## YOUR ASSIGNMENT
Of the entries that follow, how many lines hold the word "tank"? Reply with the number only.

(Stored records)
- - - - - - -
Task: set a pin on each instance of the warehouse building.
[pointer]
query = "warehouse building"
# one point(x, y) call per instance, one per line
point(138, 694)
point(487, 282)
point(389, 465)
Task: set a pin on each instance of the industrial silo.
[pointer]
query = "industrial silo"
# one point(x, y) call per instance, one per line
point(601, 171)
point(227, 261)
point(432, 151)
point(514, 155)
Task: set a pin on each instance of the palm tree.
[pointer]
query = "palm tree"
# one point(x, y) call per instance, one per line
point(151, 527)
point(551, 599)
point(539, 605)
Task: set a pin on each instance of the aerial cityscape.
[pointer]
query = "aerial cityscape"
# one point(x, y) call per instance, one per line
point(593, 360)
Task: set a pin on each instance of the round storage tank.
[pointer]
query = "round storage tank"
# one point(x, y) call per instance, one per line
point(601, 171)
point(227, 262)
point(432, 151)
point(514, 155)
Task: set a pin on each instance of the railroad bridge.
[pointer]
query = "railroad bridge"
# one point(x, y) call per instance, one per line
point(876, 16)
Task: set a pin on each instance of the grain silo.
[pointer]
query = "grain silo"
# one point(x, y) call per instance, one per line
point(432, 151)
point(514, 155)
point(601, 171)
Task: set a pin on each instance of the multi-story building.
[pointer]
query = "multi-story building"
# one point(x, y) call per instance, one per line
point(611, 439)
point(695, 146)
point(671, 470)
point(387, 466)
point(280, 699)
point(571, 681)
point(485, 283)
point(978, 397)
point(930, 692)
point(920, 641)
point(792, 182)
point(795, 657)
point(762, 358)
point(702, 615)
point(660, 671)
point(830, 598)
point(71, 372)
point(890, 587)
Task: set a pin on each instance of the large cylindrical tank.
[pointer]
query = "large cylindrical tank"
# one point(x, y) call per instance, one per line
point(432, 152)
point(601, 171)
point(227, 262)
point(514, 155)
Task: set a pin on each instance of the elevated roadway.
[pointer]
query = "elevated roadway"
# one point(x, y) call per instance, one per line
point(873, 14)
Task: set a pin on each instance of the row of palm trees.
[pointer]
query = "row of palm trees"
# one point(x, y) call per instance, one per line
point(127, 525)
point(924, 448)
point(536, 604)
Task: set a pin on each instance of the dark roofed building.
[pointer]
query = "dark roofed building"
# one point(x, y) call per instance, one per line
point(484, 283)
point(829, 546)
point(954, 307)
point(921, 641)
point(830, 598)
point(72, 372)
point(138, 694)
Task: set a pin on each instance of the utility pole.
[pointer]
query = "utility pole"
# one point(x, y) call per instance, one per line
- - - - - - -
## ANSWER AREA
4